▶ [Dataset entries]
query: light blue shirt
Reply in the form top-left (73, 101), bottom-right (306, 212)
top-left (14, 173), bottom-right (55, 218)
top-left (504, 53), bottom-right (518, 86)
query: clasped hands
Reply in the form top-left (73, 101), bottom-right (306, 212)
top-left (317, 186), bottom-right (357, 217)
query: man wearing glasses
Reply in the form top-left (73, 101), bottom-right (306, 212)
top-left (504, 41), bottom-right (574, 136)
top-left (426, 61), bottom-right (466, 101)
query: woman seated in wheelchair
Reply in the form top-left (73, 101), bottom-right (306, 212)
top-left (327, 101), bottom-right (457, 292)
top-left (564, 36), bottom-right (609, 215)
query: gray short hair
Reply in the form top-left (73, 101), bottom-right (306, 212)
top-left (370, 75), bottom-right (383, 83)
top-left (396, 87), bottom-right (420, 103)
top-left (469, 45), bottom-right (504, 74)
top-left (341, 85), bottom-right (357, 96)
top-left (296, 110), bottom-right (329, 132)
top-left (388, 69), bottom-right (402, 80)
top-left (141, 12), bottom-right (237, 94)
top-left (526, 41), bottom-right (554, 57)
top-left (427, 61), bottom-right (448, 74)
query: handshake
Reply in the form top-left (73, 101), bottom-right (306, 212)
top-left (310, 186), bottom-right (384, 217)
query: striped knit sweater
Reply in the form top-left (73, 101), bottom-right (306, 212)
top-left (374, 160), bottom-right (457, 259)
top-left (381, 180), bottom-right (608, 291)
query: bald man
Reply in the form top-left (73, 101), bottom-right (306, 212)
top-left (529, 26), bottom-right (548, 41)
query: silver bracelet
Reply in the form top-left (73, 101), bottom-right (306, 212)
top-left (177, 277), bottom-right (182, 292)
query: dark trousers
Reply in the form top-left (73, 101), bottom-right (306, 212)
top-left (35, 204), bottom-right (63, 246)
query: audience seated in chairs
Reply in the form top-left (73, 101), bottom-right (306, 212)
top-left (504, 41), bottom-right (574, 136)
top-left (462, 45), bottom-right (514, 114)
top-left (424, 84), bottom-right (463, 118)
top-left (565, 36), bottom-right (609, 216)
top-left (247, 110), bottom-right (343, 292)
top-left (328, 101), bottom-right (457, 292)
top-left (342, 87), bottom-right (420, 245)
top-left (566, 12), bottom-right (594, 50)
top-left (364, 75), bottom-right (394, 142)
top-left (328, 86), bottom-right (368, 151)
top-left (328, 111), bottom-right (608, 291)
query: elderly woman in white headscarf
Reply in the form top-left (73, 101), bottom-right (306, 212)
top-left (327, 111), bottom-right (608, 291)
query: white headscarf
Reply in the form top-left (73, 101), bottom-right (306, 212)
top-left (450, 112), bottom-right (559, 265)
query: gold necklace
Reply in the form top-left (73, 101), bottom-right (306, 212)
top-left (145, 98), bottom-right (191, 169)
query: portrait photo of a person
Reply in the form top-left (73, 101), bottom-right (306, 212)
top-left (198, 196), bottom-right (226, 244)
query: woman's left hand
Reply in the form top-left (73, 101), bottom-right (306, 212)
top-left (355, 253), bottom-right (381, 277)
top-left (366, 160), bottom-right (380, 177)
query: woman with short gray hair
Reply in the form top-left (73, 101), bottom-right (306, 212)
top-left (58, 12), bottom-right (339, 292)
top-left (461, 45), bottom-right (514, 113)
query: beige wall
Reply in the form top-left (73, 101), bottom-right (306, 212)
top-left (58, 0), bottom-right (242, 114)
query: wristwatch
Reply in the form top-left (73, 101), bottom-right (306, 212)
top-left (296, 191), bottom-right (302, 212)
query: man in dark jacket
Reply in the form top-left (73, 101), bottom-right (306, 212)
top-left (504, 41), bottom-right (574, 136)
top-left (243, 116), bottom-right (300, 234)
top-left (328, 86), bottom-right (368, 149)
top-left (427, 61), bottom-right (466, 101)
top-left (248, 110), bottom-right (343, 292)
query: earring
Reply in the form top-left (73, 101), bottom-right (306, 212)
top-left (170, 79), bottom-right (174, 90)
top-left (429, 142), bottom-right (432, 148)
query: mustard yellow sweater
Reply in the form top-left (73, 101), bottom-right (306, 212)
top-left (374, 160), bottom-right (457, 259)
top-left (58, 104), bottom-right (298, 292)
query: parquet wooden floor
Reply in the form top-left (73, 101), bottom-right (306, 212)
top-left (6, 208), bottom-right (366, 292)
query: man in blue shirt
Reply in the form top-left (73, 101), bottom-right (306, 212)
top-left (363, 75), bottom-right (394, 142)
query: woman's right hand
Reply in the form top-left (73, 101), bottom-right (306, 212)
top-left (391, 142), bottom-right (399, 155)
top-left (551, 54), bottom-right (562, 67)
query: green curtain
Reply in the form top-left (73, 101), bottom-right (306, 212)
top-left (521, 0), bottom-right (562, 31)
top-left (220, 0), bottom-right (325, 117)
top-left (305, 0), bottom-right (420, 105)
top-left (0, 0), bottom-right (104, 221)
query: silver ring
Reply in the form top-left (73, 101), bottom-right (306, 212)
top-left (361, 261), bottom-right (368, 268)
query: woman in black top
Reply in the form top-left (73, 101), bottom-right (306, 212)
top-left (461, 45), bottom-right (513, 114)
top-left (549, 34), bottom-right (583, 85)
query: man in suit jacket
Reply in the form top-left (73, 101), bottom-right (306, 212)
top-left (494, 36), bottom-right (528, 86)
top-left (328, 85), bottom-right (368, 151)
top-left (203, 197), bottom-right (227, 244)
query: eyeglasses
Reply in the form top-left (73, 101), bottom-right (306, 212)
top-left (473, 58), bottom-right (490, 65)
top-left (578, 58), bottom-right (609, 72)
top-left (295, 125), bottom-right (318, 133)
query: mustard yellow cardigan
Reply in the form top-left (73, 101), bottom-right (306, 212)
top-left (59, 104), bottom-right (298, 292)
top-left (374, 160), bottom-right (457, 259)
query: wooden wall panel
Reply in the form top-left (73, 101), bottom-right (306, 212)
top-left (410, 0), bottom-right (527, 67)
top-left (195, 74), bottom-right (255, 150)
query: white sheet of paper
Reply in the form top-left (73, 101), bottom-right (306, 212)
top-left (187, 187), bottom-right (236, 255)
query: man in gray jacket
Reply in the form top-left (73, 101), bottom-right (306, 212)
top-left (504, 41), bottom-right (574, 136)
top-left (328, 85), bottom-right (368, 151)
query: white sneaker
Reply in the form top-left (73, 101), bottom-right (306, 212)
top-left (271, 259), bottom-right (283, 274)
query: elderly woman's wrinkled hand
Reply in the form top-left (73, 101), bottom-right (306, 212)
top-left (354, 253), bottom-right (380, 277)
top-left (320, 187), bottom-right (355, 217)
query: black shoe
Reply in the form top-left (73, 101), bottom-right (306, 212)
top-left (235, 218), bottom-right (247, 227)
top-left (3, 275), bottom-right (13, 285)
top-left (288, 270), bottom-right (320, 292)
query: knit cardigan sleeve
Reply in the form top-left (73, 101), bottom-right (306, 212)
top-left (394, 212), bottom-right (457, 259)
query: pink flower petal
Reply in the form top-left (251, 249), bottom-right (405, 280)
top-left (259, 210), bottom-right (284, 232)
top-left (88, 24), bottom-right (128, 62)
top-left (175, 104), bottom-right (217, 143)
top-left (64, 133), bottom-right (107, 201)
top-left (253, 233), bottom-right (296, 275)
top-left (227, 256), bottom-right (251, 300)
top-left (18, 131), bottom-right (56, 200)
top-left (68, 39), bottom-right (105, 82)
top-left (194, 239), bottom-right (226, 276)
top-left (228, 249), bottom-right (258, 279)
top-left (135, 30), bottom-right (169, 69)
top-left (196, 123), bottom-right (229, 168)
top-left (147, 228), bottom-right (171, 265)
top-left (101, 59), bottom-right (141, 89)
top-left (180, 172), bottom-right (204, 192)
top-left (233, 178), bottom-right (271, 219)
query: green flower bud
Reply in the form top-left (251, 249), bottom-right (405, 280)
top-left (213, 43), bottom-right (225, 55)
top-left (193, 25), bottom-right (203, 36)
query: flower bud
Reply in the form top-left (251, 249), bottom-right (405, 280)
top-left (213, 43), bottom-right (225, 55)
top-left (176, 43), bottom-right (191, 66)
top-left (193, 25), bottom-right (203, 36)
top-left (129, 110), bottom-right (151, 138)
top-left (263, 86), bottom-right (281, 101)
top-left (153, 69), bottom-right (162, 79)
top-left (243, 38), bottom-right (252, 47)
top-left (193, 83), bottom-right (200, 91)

* * *

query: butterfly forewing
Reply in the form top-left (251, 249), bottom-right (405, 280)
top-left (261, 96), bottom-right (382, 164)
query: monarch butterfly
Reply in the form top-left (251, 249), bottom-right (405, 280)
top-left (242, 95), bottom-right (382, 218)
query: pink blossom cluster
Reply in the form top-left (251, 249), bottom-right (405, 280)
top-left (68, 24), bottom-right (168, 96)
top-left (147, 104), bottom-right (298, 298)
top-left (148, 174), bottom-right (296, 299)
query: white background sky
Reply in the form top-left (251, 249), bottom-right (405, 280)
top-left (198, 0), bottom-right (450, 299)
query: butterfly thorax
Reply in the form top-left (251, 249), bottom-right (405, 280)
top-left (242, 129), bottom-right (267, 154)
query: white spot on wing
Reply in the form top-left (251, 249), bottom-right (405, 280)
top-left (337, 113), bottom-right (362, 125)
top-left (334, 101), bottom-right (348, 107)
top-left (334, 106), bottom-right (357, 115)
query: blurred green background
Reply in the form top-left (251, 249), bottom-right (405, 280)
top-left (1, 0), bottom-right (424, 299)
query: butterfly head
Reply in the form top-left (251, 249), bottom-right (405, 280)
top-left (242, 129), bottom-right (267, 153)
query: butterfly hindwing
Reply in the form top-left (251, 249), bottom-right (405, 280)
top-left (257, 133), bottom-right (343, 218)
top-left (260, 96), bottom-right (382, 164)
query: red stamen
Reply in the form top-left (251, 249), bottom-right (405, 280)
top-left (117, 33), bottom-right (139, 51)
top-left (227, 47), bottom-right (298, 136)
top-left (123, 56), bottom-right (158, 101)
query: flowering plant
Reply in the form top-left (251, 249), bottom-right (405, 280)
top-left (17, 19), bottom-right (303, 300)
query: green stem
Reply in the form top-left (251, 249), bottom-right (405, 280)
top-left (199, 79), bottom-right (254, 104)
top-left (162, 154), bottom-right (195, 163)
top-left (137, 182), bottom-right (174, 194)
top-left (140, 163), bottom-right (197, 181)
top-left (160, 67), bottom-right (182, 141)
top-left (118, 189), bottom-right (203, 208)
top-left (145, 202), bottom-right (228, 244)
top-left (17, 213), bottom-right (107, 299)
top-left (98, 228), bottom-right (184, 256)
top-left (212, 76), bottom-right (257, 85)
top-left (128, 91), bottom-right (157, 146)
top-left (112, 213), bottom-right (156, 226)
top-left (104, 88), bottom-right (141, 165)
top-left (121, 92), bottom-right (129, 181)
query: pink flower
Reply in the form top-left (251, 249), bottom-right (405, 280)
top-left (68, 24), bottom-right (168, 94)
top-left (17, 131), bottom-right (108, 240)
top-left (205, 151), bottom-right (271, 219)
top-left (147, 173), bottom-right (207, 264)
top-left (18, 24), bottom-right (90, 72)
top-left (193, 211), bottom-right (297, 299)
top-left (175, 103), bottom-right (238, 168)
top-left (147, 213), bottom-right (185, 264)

▶ [AIM OF THE TASK] From the data above, output only the lines between the line containing "query: light blue shirt" and the line containing "query: man wearing glasses", inclusive, exactly as written.

▶ [EXERCISE SOLUTION]
query: light blue shirt
Reply in the form top-left (73, 101), bottom-right (306, 212)
top-left (14, 173), bottom-right (55, 218)
top-left (504, 53), bottom-right (518, 86)
query: clasped hands
Reply in the form top-left (73, 101), bottom-right (306, 212)
top-left (317, 186), bottom-right (357, 217)
query: man wearing glasses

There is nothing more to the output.